===== Document passage =====
These robots can be a godsend to lonely, isolated people. They can entertain, teach, and monitor children, and run special programs that teach those on the autism spectrum basic social skills. They can provide a version of cognitive behavioral therapy for those with common mental illnesses, care for the elderly and disabled, and are veritable wizards at multimedia functions, including recording, editing, and creating videos of memorable events in the home or from raw footage you feed them.
The sophisticated ones are equipped with AI, so their list of abilities is expansive. Since they’re connected to the internet, you can ask them almost anything, and you’ll likely get an answer. But these robots can also go bad. According to scientists at the Massachusetts Institute of Technology, they can be corrupted with toxic web content and possibly even hacked to make them speak and behave in what some researchers have dubbed “psychopathic” ways. Equipping these robots with generative AI, as Spot received, means that they will have the same limitations and pitfalls as GAI technology, which was launched while still having significant problems related to accuracy, hallucinations, and the fact that it neither understands human language nor is able to discern truth from falsehood.
===== Recorded information =====
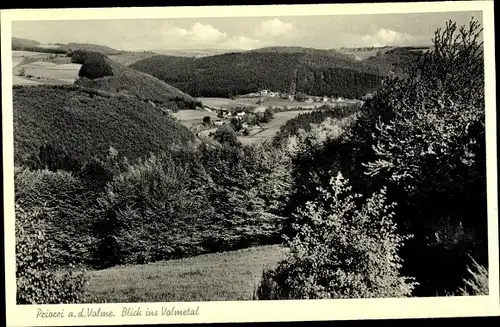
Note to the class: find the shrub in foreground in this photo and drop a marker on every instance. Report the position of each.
(342, 249)
(37, 282)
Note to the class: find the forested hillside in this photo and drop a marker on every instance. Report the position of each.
(87, 122)
(100, 72)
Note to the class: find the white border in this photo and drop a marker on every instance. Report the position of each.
=====
*Description of the task*. Resume the passage on AI-equipped companion robots, continuing from its final sentence.

*Output of the exercise*.
It could take years to work out the bugs in generative AI, for lawsuits (there are several) to wend their way through the courts, for new copyright laws to be enacted to protect authors and publishers from having their material mined for profit, and for the best uses of GAI to emerge. But now that Boston Dynamics has endowed Spot with ChatGPT, we can expect others to clamor to get it into their robots so as to ride the wave of expectations surrounding it.
Just as in the case of social robots that exploit our need to connect as social beings, ethical guardrails are practically nonexistent for AI in general. So far AI and robotics companies have been on the honor system, which is a lot like no oversight at all.
If there’s an overarching ideology to guide this sector, its current buzzword is “effective accelerationism.” Enormous benefits are bestowed on humanity, the thinking goes, just by accelerating the speed at which new AI products can be developed and launched into the world. This is a no-brainer for people who believe in the heroic narrative of AI solving some of mankind’s most intractable problems—but a source of alarm for doomsayers who predict the end of humanity.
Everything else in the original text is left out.